Referring expression pointing data
BEGIN
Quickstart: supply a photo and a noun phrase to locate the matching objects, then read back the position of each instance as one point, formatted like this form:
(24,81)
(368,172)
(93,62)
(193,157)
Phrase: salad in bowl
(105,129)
END
• **Exercise directions**
Repeat every entry exactly. Nothing may be dropped.

• **Result of this task**
Quickstart: supply a photo and a noun phrase to locate the matching objects, then read back the position of each instance as one point, formatted like this form:
(24,81)
(368,172)
(93,62)
(193,157)
Phrase: salad in bowl
(105,129)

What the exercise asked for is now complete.